Transcribe each line below without altering anything.

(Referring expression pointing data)

:::::

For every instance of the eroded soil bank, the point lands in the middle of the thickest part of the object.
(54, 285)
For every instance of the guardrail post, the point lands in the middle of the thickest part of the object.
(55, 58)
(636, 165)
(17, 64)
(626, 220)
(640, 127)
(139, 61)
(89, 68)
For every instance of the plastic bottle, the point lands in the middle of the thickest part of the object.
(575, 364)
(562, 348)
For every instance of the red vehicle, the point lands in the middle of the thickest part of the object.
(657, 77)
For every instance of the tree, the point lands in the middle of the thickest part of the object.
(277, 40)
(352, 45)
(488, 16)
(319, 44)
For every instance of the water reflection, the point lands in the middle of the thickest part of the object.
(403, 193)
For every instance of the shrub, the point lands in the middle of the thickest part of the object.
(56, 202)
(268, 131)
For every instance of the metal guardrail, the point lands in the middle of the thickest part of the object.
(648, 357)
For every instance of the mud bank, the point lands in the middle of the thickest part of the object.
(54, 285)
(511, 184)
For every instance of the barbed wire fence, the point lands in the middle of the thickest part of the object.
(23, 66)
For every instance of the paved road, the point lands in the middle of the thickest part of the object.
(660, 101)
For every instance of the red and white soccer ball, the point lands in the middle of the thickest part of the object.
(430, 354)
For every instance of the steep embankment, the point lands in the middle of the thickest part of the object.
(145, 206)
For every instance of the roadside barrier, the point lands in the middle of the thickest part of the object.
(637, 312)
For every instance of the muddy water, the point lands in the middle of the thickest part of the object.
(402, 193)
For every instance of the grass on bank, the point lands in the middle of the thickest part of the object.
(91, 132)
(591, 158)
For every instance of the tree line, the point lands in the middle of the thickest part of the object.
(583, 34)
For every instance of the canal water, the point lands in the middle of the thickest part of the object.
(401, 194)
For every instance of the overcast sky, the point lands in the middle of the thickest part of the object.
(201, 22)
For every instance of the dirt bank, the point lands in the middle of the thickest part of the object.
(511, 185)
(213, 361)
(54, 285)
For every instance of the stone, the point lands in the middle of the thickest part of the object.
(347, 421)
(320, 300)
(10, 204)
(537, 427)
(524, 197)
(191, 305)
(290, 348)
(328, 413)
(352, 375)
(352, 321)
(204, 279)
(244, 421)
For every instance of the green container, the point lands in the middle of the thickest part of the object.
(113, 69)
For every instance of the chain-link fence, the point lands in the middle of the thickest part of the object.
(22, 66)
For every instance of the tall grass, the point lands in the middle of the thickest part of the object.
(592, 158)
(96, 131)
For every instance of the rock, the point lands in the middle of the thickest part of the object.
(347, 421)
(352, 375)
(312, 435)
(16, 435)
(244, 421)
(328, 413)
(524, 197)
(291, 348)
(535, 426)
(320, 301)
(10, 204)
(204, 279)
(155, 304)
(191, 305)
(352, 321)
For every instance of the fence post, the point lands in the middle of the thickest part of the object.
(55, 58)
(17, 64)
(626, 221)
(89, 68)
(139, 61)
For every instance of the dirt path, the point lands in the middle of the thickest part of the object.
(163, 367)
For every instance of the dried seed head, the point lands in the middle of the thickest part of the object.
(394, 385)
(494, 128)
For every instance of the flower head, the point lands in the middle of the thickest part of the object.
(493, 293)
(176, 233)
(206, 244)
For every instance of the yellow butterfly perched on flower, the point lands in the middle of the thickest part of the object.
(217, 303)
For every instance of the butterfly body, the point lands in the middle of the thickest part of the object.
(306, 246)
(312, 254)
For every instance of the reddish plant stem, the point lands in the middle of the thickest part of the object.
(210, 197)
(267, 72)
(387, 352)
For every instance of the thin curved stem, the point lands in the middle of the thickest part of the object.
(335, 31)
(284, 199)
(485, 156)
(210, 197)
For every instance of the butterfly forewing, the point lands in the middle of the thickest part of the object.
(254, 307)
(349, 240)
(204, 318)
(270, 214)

:::::

#### Exercise output
For every instance of the eroded soil bank, the point lands in the middle of the thickest part of the object.
(54, 285)
For every instance of the guardrail post, the point lands in the middle of the thickest part of the object.
(55, 58)
(636, 165)
(17, 64)
(626, 220)
(640, 127)
(139, 61)
(89, 68)
For every instance of the plastic bottle, the point lands in the middle of the thickest part of the object.
(575, 364)
(562, 348)
For every instance of the red vehicle, the point lands in the middle of the thickest part of the object.
(657, 77)
For every instance of the tree, the point lands in the middle of the thickest part of the object.
(277, 40)
(352, 45)
(488, 16)
(319, 44)
For every instance of the water reflection, the point lands in the middle of the thickest part of the object.
(403, 193)
For every instance of the shrub, the point lands in the middle of the thickest part of the object.
(56, 202)
(268, 131)
For every instance of the metal guardrail, the point lands in the middle of the thickest part of the object.
(648, 357)
For every instance of the mud bank, the point lands in the middle of the thickest part of the object.
(54, 285)
(511, 184)
For every instance of the barbed wire fence, the point lands in the middle of the thickest part of the object.
(23, 66)
For every instance of the paved road, the point lands in the middle of the thickest part of the object.
(660, 101)
For every instance of the red and white soccer ball, the point lands in the middle of the thickest part of the object.
(430, 354)
For every instance of the steep embankment, the point lands in the middle of the thickest part of the object.
(145, 206)
For every instance of the roadside barrier, the point lands in the middle of the thickest part of the object.
(637, 312)
For every instance of the muddy water, the point lands in the middle of the thickest part of the object.
(402, 193)
For every instance of the grass on bank, the point lands in the middle of the thickest part of the object.
(91, 132)
(591, 158)
For every instance of the tree line, the point lands in the middle of the thickest part of the object.
(583, 34)
For every instance of the canal water, the point lands in the middle of the thickest part of the object.
(401, 194)
For every instance of the overcast sky, the point lands in the middle of the thickest part of the object.
(201, 22)
For every instance of the dirt bank, the point lands in the middle of the thickest part of the object.
(511, 185)
(213, 361)
(54, 285)
For every instance of the stone, the point lands in the middle of the thickest part of the object.
(347, 421)
(320, 300)
(10, 204)
(537, 427)
(524, 197)
(191, 305)
(290, 348)
(328, 413)
(352, 375)
(352, 321)
(204, 279)
(244, 421)
For every instance of the green container, the point lands in the middle of the thickest part of the object.
(113, 69)
For every instance of the chain-link fence, the point lands in the middle of the thickest part of the object.
(22, 66)
For every instance of the tall grass, the point lands in the middle of the thickest part of the object.
(592, 158)
(96, 131)
For every instance of the rock, the point lands in the middle of the thickest part of the object.
(347, 421)
(352, 375)
(312, 435)
(16, 435)
(244, 421)
(328, 413)
(524, 197)
(291, 348)
(535, 426)
(320, 301)
(10, 204)
(204, 279)
(155, 304)
(191, 305)
(352, 321)
For every instance of the fence post, the point lands in the middle of the thickest part of the object.
(55, 58)
(17, 64)
(626, 221)
(89, 68)
(139, 61)
For every instance of the dirt path, the point lands in the middle of the thickest part of the object.
(163, 367)
For every instance of the dried seed head, the point lands in the middle of the thickest part of the object.
(394, 385)
(494, 128)
For every instance of the flower head, the point lands in the middle of the thickest part of the object.
(493, 293)
(176, 233)
(206, 244)
For every instance of the yellow butterfly perched on flower, the point lands in the middle of the thickest part of the object.
(217, 303)
For every instance of the butterfly body, the point lands in the middle of the thickest part of the object.
(306, 246)
(312, 254)
For every instance of the reddish plant stem, the point lands in the middle of the thickest part of the object.
(210, 197)
(267, 72)
(387, 352)
For every instance of the thin curved stem, the point lands in the middle of the thickest part of the object.
(335, 31)
(284, 199)
(485, 156)
(210, 197)
For every instance of the butterfly forewing, the point lands in the middle of the thickest part of the object.
(254, 307)
(349, 240)
(204, 318)
(270, 214)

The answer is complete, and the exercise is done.